**** Отрывок текста ****

1. Политика и субполитика в системе модернизации

1. Политика и субполитика в системе модернизации

Предварительно представим данную оценку системного изменения политики в условиях обостряющихся ситуаций риска в виде четырех тезисов.

Первое: отношения общественного изменения и политического управления изначально мыслятся в проекте индустриального общества по модели «раздвоенного гражданина». Этот последний, с одной стороны, как гражданин осознает свои демократические права на всех аренах формирования политической воли, а с другой стороны, как обыватель отстаивает в сфере труда и экономики свои личные интересы. Соответственно происходит вычленение политико-административной и технико-экономической системы. Аксиальный принцип политической сферы есть участие граждан в институтах представительной демократии (партиях, парламентах и т. д.). Процесс принятия решений, а вместе с ним осуществление власти следуют максимам законности и принципу: власть и господство могут осуществляться только с согласия подвластных.

****

- _Что сделать_
a. Перепишите часть отрывка слово в слово: начните с места, где стоит «Первое: отношения общественного», и остановитесь после «с согласия подвластных.».
b. Ответьте на вопросы по отрывку:
(i) Сколько тезисов обещано в начале?
(ii) По какой модели в проекте индустриального общества мыслятся отношения общественного изменения и политического управления?
(iii) Что названо аксиальным принципом политической сферы?
Список после отрывка — отдельный материал.

**** Извлечённые записи ****

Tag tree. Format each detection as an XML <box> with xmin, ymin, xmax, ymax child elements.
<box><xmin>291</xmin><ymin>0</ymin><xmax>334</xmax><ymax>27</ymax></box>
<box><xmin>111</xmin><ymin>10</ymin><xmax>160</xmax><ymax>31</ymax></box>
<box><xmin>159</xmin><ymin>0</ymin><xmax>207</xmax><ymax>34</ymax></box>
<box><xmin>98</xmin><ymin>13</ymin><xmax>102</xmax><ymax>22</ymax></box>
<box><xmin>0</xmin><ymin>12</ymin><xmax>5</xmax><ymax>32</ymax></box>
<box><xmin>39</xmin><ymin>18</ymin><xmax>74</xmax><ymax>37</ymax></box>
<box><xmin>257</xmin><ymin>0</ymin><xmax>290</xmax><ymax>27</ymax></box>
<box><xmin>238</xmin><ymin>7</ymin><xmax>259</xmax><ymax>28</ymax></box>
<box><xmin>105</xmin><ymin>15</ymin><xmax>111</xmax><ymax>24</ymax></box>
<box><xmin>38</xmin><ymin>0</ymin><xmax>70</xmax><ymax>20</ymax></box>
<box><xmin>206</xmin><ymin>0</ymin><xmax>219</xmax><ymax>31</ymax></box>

****

- _Ответы по заданиям_
a.
Первое: отношения общественного изменения и политического управления изначально мыслятся в проекте индустриального общества по модели «раздвоенного гражданина». Этот последний, с одной стороны, как гражданин осознает свои демократические права на всех аренах формирования политической воли, а с другой стороны, как обыватель отстаивает в сфере труда и экономики свои личные интересы. Соответственно происходит вычленение политико-административной и технико-экономической системы. Аксиальный принцип политической сферы есть участие граждан в институтах представительной демократии (партиях, парламентах и т. д.). Процесс принятия решений, а вместе с ним осуществление власти следуют максимам законности и принципу: власть и господство могут осуществляться только с согласия подвластных.

b.
(i) Четыре.
(ii) По модели «раздвоенного гражданина».
(iii) Участие граждан в институтах представительной демократии (партиях, парламентах и т. д.).